> **Problem set**:
1. Using the Brexit passage, explain in one to three sentences why the EU wants the U.K. to agree not to use state support, deregulation and lower environmental standards.
2. Copy everything in the Brexit passage from "By the end of" down to "with the EU.", word for word.
*** Opening of Text passage ***
By the end of this week, a new deal between Britain and the EU was, depending on whom you listened to, and the time of day, either tantalizingly close or on the verge of collapse. There is no doubt that progress toward a deal has been made in recent weeks – but also that the final sticking points could kibosh the whole effort. They include fishing rights – who gets to fish where and for how long – and the competitive landscape. The EU wants the U.K. to agree not to use state support, deregulation and lower environmental standards to give British companies an unfair advantage in any new trade deal. It wants a “level playing field.”

My own view is that, for all his bluster and for all the pressure from the Conservative Party’s gung-ho Brexiteers, Mr. Johnson is more likely to strike a deal than walk away and let World Trade Organization rules govern the U.K.’s trade with the EU.
*** Close of Text passage ***
*** Opening of Available data ***
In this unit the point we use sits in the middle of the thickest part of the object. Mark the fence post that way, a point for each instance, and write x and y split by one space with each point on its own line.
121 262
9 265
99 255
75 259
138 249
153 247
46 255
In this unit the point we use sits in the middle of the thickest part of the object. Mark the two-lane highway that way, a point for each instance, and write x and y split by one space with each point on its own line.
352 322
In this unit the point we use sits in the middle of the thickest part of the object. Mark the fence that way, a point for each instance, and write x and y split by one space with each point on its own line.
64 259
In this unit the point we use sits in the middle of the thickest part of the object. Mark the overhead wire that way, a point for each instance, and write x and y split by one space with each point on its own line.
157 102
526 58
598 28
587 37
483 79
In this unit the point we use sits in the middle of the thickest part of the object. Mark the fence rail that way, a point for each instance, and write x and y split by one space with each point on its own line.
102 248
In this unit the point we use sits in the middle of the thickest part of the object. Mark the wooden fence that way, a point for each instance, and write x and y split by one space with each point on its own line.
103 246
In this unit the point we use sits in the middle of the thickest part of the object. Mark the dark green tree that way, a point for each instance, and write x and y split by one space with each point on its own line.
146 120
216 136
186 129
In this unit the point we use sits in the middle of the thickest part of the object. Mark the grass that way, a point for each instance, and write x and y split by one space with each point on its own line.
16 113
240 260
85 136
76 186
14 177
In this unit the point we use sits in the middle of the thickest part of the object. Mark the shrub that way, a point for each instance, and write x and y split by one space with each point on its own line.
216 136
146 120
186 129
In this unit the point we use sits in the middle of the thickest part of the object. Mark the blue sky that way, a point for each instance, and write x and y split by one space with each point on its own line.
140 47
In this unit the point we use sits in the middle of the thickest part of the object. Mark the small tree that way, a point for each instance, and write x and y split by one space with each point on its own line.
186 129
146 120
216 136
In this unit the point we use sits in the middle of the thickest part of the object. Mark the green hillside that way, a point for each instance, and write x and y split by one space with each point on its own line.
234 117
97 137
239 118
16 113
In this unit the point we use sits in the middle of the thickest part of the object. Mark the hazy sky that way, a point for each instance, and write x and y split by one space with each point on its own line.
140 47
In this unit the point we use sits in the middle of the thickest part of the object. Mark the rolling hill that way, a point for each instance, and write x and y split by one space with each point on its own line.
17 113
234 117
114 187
*** Close of Available data ***
> **Solutions below**:
1. The EU wants that commitment so that British companies do not gain an unfair advantage under any new trade deal. The EU calls this a "level playing field."

2.
By the end of this week, a new deal between Britain and the EU was, depending on whom you listened to, and the time of day, either tantalizingly close or on the verge of collapse. There is no doubt that progress toward a deal has been made in recent weeks – but also that the final sticking points could kibosh the whole effort. They include fishing rights – who gets to fish where and for how long – and the competitive landscape. The EU wants the U.K. to agree not to use state support, deregulation and lower environmental standards to give British companies an unfair advantage in any new trade deal. It wants a “level playing field.”

My own view is that, for all his bluster and for all the pressure from the Conservative Party’s gung-ho Brexiteers, Mr. Johnson is more likely to strike a deal than walk away and let World Trade Organization rules govern the U.K.’s trade with the EU.